Data for analysis
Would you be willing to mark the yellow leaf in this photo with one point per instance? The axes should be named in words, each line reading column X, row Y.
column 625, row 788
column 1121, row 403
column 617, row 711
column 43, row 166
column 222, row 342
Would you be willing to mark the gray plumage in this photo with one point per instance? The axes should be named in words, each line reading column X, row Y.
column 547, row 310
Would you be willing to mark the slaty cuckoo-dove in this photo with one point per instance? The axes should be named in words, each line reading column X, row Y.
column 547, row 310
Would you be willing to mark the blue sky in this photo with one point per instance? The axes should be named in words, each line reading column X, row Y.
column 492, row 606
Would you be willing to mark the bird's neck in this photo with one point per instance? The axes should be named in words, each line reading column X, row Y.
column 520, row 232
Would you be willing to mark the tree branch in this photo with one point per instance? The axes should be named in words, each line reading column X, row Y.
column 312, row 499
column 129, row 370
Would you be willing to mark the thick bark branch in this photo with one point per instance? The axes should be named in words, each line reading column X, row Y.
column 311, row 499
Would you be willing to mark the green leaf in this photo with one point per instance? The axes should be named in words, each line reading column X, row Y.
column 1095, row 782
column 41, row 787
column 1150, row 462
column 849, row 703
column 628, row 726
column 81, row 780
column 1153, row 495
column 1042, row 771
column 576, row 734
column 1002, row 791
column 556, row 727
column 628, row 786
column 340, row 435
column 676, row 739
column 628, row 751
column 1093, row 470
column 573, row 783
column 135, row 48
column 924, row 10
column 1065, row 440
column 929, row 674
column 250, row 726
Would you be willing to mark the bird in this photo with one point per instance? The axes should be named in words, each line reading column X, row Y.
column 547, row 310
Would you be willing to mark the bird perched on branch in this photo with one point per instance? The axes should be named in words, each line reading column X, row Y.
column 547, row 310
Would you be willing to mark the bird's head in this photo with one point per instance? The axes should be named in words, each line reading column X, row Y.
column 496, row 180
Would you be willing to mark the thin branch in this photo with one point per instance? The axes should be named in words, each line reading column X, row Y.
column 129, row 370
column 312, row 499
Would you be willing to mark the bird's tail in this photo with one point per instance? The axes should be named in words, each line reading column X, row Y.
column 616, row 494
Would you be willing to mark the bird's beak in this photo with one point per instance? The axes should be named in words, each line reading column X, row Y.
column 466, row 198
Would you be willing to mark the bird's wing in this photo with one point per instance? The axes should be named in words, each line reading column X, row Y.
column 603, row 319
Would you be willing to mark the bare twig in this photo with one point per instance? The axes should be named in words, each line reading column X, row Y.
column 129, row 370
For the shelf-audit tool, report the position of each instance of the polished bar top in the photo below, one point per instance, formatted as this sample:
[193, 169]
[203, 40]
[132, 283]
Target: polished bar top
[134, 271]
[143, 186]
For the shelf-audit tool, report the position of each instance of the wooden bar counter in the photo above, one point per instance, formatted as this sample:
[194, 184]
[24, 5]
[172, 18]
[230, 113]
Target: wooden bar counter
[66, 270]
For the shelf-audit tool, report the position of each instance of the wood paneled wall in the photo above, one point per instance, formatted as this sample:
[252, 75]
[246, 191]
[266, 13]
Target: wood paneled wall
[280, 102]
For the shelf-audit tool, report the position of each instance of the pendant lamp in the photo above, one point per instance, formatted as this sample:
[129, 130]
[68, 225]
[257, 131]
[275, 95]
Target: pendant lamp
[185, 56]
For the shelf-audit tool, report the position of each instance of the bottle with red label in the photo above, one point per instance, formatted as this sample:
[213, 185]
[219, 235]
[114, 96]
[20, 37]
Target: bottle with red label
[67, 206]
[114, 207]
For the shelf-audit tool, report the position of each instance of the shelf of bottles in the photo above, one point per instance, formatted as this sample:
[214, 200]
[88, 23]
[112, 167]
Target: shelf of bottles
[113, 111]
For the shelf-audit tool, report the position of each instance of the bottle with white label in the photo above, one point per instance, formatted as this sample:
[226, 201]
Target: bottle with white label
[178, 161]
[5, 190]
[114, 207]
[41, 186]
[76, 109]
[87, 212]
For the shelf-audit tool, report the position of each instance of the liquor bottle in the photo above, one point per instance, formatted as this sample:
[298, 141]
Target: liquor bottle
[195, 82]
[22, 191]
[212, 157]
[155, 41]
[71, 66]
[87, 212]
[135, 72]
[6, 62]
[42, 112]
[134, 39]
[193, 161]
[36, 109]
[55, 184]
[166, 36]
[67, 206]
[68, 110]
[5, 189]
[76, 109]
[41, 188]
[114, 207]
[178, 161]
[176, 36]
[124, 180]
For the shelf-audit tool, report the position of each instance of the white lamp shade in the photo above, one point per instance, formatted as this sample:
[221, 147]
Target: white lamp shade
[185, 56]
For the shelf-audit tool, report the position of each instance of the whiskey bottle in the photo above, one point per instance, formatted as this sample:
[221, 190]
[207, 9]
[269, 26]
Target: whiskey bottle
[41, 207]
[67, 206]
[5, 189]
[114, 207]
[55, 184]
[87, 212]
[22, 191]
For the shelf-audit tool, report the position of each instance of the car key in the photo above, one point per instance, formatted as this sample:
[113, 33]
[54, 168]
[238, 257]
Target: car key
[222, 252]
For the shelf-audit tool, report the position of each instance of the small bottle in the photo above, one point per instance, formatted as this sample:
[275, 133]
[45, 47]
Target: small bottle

Task requirements
For each record above, output it exactly as written.

Task response
Would you be willing to mark the yellow leaf in this photo with one point per instance? The axes should be named in words, each line reading column X, row Y.
column 625, row 788
column 1121, row 403
column 617, row 711
column 43, row 166
column 222, row 342
Would you be willing to mark the gray plumage in this photo with one point per instance? The axes should be named in words, each line reading column X, row Y.
column 547, row 310
Would you be willing to mark the slaty cuckoo-dove in this photo with one point per instance? The axes should be named in words, each line reading column X, row Y.
column 547, row 310
Would you be willing to mark the blue sky in this photo with one point per instance? The axes should be named in words, each line reading column X, row Y.
column 492, row 606
Would you be willing to mark the bird's neck in this photo with one point per instance? The axes should be named in words, each line reading column X, row Y.
column 520, row 232
Would you be willing to mark the tree branch in this photo with one point per instance? The axes should be named in words, each line reading column X, row Y.
column 312, row 499
column 129, row 370
Would you be willing to mark the thick bark branch in this photo with one point per instance? The axes should be named in words, each line reading column X, row Y.
column 311, row 499
Would you be willing to mark the green leaf in this photo with one point per instance? The axes should be named in words, each line reading column X, row Y.
column 1095, row 782
column 41, row 787
column 1150, row 462
column 849, row 703
column 628, row 726
column 81, row 780
column 1153, row 495
column 1042, row 771
column 576, row 734
column 1002, row 791
column 556, row 727
column 628, row 786
column 340, row 435
column 676, row 739
column 628, row 751
column 1093, row 470
column 573, row 783
column 135, row 48
column 924, row 10
column 1065, row 440
column 929, row 674
column 250, row 726
Would you be willing to mark the bird in this photo with one point per instance? The axes should be named in words, each line reading column X, row Y.
column 547, row 310
Would you be willing to mark the bird perched on branch in this photo with one point per instance? The axes should be named in words, each line reading column X, row Y.
column 547, row 310
Would you be willing to mark the bird's head in this photo with one point per instance? The axes should be named in words, each line reading column X, row Y.
column 496, row 180
Would you be willing to mark the thin branch in this photo with one point per instance? The axes should be named in words, each line reading column X, row Y.
column 129, row 370
column 312, row 499
Would you be willing to mark the bird's tail in this photo with one point per instance? The axes should be named in words, each line reading column X, row Y.
column 616, row 494
Would you be willing to mark the bird's beak in this photo with one point per instance? The axes should be named in words, each line reading column X, row Y.
column 466, row 198
Would you be willing to mark the bird's wing in this photo with one point per instance? The axes should be named in words, each line reading column X, row Y.
column 603, row 319
Would you be willing to mark the bare twig in this photo with one point per instance? The axes should be named in words, each line reading column X, row Y.
column 129, row 370
For the shelf-audit tool, report the position of each instance of the polished bar top in the photo below, one point per instance, formatted as this sample:
[193, 169]
[203, 40]
[132, 283]
Target: polished bar top
[134, 271]
[143, 186]
For the shelf-audit tool, report the position of each instance of the wooden bar counter in the photo above, one point per instance, formatted as this sample:
[194, 184]
[24, 5]
[172, 18]
[230, 113]
Target: wooden bar counter
[66, 270]
For the shelf-audit tool, report the position of each instance of the wood paneled wall in the photo above, one point per instance, formatted as this sample:
[252, 75]
[246, 191]
[266, 13]
Target: wood paneled wall
[280, 102]
For the shelf-audit tool, report the position of each instance of the pendant lamp in the photo above, one point per instance, formatted as this sample:
[129, 130]
[68, 225]
[257, 131]
[275, 95]
Target: pendant lamp
[185, 56]
For the shelf-audit tool, report the position of each instance of the bottle with red label in the photo above, one point per instance, formatted as this sample:
[213, 185]
[219, 235]
[114, 96]
[20, 37]
Target: bottle with red label
[67, 206]
[114, 207]
For the shelf-audit tool, report the position of each instance of the shelf of bottles in the photo above, one point per instance, formatted as this sample:
[214, 200]
[88, 23]
[112, 167]
Target: shelf of bottles
[113, 111]
For the shelf-audit tool, report the position of each instance of the bottle with white label in the photo above, one point per instance, formatted as this sample:
[226, 201]
Target: bottle with white label
[178, 161]
[5, 190]
[114, 207]
[41, 186]
[76, 109]
[87, 212]
For the shelf-audit tool, report the position of each instance of the liquor bottle in the photo above, one point per instance, formatted as this sample:
[298, 141]
Target: liquor bottle
[195, 82]
[22, 191]
[212, 157]
[155, 41]
[71, 66]
[87, 212]
[135, 72]
[6, 62]
[42, 112]
[134, 39]
[193, 161]
[36, 109]
[55, 184]
[166, 36]
[67, 206]
[68, 110]
[5, 189]
[76, 109]
[41, 188]
[114, 207]
[178, 161]
[176, 36]
[124, 180]
For the shelf-audit tool, report the position of each instance of the white lamp shade in the photo above, one point per instance, formatted as this sample:
[221, 147]
Target: white lamp shade
[185, 56]
For the shelf-audit tool, report the position of each instance of the whiskey bottle in the photo above, one point per instance, formatted as this sample:
[221, 190]
[207, 9]
[269, 26]
Target: whiskey bottle
[41, 207]
[67, 206]
[5, 189]
[114, 207]
[55, 184]
[87, 212]
[22, 191]
For the shelf-audit tool, report the position of each instance of the car key in the photo above, one point per instance, formatted as this sample:
[113, 33]
[54, 168]
[238, 257]
Target: car key
[222, 252]
For the shelf-audit tool, report the position of each instance of the small bottle in the photo above, one point per instance, formatted as this sample:
[275, 133]
[45, 47]
Target: small bottle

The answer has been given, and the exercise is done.